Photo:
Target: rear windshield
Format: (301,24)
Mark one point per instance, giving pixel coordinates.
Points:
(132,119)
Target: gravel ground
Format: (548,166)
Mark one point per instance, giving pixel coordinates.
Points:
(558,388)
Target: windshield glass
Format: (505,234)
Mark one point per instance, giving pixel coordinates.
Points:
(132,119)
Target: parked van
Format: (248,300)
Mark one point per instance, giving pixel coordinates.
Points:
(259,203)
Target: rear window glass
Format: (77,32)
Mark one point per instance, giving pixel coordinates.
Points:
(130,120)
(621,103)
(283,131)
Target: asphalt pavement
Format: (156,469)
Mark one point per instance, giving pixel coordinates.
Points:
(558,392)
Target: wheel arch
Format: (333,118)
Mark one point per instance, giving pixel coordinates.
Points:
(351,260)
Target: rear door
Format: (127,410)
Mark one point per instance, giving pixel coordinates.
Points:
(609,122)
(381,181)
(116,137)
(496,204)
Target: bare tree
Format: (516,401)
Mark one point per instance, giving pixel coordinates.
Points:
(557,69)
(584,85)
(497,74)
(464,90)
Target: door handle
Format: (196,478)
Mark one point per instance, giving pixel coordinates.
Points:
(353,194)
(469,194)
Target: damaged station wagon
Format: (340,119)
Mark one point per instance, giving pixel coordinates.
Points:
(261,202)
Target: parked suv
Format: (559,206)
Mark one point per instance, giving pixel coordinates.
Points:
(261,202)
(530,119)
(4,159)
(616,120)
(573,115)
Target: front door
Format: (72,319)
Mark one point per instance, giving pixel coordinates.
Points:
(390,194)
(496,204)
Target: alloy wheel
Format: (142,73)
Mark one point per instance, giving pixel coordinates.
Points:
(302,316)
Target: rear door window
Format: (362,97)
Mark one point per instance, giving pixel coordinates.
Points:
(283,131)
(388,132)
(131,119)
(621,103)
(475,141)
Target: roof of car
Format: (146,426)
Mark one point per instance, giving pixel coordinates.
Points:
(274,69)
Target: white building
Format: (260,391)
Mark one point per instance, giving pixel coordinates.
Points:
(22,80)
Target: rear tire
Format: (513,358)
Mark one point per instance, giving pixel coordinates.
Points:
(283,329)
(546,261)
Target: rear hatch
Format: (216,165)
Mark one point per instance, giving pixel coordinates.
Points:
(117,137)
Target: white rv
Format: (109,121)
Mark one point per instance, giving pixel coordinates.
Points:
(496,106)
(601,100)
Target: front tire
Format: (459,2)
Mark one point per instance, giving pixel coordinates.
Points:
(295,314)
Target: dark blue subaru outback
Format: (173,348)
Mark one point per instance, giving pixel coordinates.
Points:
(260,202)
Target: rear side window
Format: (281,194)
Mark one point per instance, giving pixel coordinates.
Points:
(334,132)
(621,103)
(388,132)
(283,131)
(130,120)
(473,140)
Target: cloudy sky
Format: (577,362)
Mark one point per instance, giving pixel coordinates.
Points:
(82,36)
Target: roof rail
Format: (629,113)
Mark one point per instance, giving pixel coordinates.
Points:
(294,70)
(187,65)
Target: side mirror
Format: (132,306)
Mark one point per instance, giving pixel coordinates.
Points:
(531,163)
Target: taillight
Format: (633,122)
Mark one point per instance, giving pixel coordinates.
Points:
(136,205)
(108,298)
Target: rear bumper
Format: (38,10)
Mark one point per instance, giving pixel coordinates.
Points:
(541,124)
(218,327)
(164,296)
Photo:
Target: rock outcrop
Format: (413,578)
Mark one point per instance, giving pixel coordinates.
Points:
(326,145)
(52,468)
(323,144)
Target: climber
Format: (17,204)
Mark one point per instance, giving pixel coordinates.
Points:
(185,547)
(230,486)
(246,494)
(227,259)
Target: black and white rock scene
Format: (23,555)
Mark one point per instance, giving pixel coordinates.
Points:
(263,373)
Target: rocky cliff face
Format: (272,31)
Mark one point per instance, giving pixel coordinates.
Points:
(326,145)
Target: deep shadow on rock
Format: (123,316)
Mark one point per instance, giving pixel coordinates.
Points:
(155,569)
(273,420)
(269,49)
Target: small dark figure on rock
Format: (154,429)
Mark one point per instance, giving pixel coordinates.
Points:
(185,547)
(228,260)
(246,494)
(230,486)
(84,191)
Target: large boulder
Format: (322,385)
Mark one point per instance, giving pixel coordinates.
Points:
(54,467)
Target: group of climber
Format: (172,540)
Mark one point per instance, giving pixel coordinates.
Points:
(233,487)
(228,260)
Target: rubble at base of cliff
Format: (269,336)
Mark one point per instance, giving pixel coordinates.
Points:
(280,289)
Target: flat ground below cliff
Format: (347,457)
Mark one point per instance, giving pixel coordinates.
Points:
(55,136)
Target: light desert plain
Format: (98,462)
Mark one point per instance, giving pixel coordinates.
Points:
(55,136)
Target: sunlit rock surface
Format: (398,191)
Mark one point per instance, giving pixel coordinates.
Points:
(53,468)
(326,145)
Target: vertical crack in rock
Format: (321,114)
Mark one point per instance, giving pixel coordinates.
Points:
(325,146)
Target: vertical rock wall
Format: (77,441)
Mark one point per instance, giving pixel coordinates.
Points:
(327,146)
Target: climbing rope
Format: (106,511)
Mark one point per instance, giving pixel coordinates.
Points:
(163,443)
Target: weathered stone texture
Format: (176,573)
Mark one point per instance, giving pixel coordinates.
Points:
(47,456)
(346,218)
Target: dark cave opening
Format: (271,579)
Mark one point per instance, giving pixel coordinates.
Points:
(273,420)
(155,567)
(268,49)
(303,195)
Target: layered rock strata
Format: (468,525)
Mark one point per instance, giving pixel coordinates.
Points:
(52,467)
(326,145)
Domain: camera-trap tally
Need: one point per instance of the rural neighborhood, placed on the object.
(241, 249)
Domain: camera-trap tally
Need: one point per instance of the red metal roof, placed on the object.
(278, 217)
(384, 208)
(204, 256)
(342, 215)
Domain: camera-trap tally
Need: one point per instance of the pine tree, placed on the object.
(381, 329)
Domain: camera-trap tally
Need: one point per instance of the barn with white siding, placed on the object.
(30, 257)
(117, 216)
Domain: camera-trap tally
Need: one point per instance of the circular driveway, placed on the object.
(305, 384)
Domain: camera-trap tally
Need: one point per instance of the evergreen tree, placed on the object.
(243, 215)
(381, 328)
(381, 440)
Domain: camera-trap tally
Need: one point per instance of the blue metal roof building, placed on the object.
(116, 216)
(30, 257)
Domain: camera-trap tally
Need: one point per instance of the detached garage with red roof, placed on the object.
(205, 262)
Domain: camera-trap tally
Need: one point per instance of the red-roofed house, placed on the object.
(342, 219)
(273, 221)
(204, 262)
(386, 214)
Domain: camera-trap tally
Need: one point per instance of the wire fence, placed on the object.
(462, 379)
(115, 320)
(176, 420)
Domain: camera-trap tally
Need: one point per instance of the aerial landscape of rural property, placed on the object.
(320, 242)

☆ ☆ ☆

TASK PROMPT: Copy range, inclusive: the line holding "Target: deep shadow on rock" to the line holding "Format: (398,191)". Reproduce exactly those lines of the records above and no others.

SOLUTION TO THE EXERCISE:
Target: deep shadow on rock
Format: (123,316)
Mark one point per instance, giving pixel coordinates.
Points:
(155,569)
(273,420)
(269,49)
Target: small dark figure on rock
Format: (154,429)
Mark one point per instance, giving pixel coordinates.
Points:
(185,547)
(228,260)
(246,494)
(230,486)
(84,191)
Target: large boulder
Format: (322,385)
Mark one point per instance, giving pixel coordinates.
Points:
(54,467)
Target: group of climber
Format: (172,540)
Mark one point per instance, giving pixel coordinates.
Points:
(233,487)
(228,260)
Target: rubble at base of cliff
Format: (269,336)
Mark one point per instance, giving pixel coordinates.
Points:
(280,289)
Target: flat ground below cliff
Format: (347,457)
Mark one point per instance, giving pixel coordinates.
Points:
(55,136)
Target: light desert plain
Format: (98,462)
Mark one point per instance, giving pixel coordinates.
Points:
(55,136)
Target: sunlit rock surface
Format: (398,191)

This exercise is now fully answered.